[START PASSAGE GIVEN]

I’ve written before about AMERICAblog’s own microcosm of the media world.  2008 was my best year ever, in terms of ad income, then the carpet got pulled out from under us.  Revenue in 2009 was 25% of what it was the year before, and while it’s come back somewhat, we’re still probably at half, at best, of what we pulled in in 2008.  Fortunately, I’ve a paid staff of one, me (simply because I couldn’t afford to hire anyone else), but having three-quarters of your budget ripped away is not without pain.  And our experience is not unique.  There’s a reason you keep hearing about media entities cutting back, and laying off staff.  All is not well in media-land.

Amazon's Jeff Bezos (photo by Steve Jurvetson)

Amazon’s Jeff Bezos is buying the Washington Post (photo by Steve Jurvetson)

Some argue that the media’s struggles are simply “progress.”  The first wheel, the first engine, the first assembly line, the first radio, the first movie, the first television, and the first VCR all were cause for excitement and fear.  Excitement about what new efficiencies the discovery might bring, and fear about what old-school industry just received a stake to the heart.

Don’t get me wrong, the Internet has been amazing.  I asked my dad, who’s an engineer, and in his 80s, a few years back as to just how big a change, an advancement, the Internet was, in view of what he’d seen in his lifetime.  He felt it was huge, one of the biggest.  But the Internet definitely comes with mixed reviews.

While the Net has empowered would-be journalists and activists around the world, it’s also created a bit of a cacophony of content.  (I’ve written before about the ensuing watering down of activism when “anyone” can be an “activist.”) Too much free-media means no real media can survive long term.   The kid in his basement blogging for fun can continue forever.  While someone trying to write for a living, to pay his mortgage and feed his family, can’t continue for long, unless he’s being paid, well.  And while a lot of “free” blogging produces good content, I’m not sure that content is enough on its own.

First of all, I think far too many people fail to understand who blogs “for free.”  Most of the best bloggers I know do not blog for free, simply because they can’t afford to.  Who has the luxury of working 14 hour days (and many of us do) unpaid?  We all have mortgages and doctor bills and families and more.  And I’ve just never believed that part-time blogging – which is more sustainable, so long as it’s simply done as a party-time hobby – can fill the void left behind by the economic failure of major media.

[END PASSAGE GIVEN]

§ **INSTRUCTION 1**: Reproduce everything in the records from the line containing "[mask] outline berry calyx" down to the final line of the records, both ends included.
§ **INSTRUCTION 2**: Pick up the post on blogging and the media's lost ad revenue where it stops, and keep writing it.
The records that follow are unrelated to the post above.

[START RECORDS PROVIDED]

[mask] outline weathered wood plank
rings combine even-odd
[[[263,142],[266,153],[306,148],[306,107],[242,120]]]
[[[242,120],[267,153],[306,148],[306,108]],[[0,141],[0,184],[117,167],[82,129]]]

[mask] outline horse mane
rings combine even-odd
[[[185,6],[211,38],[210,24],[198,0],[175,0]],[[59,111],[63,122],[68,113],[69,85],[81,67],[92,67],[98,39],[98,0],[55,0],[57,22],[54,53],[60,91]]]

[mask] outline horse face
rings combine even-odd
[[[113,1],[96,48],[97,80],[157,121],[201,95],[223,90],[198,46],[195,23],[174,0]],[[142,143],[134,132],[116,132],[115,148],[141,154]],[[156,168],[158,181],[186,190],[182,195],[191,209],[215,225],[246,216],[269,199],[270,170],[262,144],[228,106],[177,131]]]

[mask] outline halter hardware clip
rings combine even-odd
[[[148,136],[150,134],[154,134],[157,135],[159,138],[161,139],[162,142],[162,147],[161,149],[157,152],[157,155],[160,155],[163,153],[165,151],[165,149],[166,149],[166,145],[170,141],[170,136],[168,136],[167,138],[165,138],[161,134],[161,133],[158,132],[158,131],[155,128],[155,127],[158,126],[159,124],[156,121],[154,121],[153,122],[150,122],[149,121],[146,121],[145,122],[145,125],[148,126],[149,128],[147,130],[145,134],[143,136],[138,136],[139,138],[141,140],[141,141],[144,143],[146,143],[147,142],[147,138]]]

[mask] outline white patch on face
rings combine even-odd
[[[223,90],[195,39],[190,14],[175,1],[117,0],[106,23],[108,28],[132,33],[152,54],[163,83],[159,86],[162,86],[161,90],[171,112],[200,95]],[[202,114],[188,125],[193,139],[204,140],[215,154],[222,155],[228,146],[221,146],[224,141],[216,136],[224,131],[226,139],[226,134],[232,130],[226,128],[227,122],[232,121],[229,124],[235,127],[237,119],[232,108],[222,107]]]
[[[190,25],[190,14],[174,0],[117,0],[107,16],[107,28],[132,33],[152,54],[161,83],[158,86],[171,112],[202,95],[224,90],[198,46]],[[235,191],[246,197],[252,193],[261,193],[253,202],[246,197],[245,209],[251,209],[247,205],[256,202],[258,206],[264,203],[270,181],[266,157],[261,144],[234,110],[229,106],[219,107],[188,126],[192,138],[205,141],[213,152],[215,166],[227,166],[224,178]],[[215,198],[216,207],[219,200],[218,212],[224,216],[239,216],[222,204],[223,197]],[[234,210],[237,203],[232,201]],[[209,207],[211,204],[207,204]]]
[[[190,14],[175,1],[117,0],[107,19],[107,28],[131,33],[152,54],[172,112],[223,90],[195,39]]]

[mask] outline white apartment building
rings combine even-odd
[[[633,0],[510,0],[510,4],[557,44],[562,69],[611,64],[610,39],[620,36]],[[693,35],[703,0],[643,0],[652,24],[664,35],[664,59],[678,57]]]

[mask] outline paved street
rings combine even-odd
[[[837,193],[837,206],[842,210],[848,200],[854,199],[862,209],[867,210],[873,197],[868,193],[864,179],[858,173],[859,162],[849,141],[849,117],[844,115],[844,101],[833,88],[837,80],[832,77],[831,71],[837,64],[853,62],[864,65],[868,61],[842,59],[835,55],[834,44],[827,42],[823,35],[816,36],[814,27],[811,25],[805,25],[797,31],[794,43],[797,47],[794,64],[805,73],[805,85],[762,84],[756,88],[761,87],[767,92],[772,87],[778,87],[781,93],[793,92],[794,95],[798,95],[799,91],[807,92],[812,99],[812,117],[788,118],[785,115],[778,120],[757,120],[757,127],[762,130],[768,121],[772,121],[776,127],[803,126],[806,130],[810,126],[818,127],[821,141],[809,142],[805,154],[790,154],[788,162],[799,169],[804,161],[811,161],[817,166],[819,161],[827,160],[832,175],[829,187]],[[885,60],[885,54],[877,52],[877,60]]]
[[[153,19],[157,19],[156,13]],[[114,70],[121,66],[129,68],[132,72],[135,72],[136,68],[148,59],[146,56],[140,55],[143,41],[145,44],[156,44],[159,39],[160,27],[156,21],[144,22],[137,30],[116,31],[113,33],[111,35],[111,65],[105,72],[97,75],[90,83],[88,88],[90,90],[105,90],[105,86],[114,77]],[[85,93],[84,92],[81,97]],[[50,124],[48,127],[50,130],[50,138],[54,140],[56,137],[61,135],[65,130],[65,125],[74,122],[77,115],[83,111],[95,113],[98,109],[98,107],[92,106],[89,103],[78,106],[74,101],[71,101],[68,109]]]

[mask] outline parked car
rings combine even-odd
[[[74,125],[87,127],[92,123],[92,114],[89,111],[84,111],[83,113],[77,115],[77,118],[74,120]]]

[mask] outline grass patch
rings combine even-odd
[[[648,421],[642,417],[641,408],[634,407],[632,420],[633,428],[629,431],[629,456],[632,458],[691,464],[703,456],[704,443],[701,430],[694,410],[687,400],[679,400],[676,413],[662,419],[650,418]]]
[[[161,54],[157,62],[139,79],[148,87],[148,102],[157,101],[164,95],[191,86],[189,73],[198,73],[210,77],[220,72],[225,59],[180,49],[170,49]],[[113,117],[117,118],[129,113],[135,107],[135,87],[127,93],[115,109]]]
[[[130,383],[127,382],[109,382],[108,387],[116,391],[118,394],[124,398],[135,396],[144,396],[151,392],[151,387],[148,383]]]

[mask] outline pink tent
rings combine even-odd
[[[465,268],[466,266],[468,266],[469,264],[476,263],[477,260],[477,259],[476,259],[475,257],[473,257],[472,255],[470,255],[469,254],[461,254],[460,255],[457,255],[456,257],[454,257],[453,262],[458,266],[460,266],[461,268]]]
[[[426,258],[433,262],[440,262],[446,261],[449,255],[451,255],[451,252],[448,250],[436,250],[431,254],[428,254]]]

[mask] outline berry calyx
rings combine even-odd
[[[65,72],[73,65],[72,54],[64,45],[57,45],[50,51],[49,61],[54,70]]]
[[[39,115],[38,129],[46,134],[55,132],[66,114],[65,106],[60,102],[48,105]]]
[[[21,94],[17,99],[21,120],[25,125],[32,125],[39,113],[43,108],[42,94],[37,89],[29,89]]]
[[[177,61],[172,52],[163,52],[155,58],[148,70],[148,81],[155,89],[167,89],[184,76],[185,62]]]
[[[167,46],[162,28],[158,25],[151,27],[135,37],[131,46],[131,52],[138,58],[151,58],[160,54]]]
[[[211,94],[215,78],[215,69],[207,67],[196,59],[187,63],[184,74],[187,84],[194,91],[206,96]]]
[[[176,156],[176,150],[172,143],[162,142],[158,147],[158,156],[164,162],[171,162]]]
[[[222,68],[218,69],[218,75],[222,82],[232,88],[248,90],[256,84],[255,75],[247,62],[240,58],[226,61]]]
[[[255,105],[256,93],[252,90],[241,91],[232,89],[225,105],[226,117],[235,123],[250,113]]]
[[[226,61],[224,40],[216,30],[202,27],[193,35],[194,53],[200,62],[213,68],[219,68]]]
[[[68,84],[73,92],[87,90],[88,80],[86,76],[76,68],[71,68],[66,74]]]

[END RECORDS PROVIDED]

§ **TASK ANSWER 1**:
[mask] outline berry calyx
rings combine even-odd
[[[65,72],[73,65],[72,54],[64,45],[57,45],[50,51],[49,61],[54,70]]]
[[[39,115],[38,129],[46,134],[55,132],[66,114],[65,106],[60,102],[48,105]]]
[[[21,94],[17,99],[21,120],[25,125],[32,125],[39,113],[43,108],[42,94],[37,89],[29,89]]]
[[[177,61],[172,52],[163,52],[155,58],[148,70],[148,81],[155,89],[167,89],[184,76],[185,62]]]
[[[167,46],[162,28],[158,25],[151,27],[135,37],[131,46],[131,52],[138,58],[151,58],[160,54]]]
[[[211,94],[215,78],[215,69],[207,67],[196,59],[187,63],[184,74],[187,84],[194,91],[206,96]]]
[[[176,156],[176,150],[172,143],[162,142],[158,147],[158,156],[164,162],[171,162]]]
[[[222,68],[218,69],[218,75],[222,82],[232,88],[248,90],[256,84],[255,75],[247,62],[240,58],[226,61]]]
[[[255,105],[256,93],[252,90],[241,91],[232,89],[225,105],[226,117],[235,123],[250,113]]]
[[[226,61],[224,40],[216,30],[202,27],[193,35],[194,53],[200,62],[213,68],[219,68]]]
[[[68,84],[73,92],[87,90],[88,80],[86,76],[76,68],[71,68],[66,74]]]

§ **TASK ANSWER 2**:
Take Glenn Greenwald.  “Blogger” Glenn has done an amazing job on the Snowden story.  But who’s supporting Glenn in this effort, who paid his way to Hong Kong to meet Snowden in private in order to break this huge and ongoing story?  The Guardian.  A large corporate media entity.  Glenn doesn’t prove that we no longer need the media, on the contrary. It’s “the media” that permitted Glenn the financial security, and flexibility, to blog, and to blog well.

I’ve always believed that blogging and traditional media can have a symbiotic relationship.  Though of late, I think the entire thing has gotten more parasitic, or worse.  All the media entities, big and small, that the Internet created are stretching already-thinning advertising dollars even thinner.  And that’s just not a sustainable model for the future.

And while the more hopeful among us say “que será será”, it’s the dawn of a new age, video killed the radio star (and good riddance), and no one should fear that new-fangled thing called the “assembly line,” I’d be feeling a lot more comfortable about the future of media if I could actually see what’s coming next.  With the assembly line, I knew what was coming next.  With the Internet’s impact on media, “next” is looking like a void, a world with far less accountability.  And that tends to favor those who lie the most – in our case, the Republicans.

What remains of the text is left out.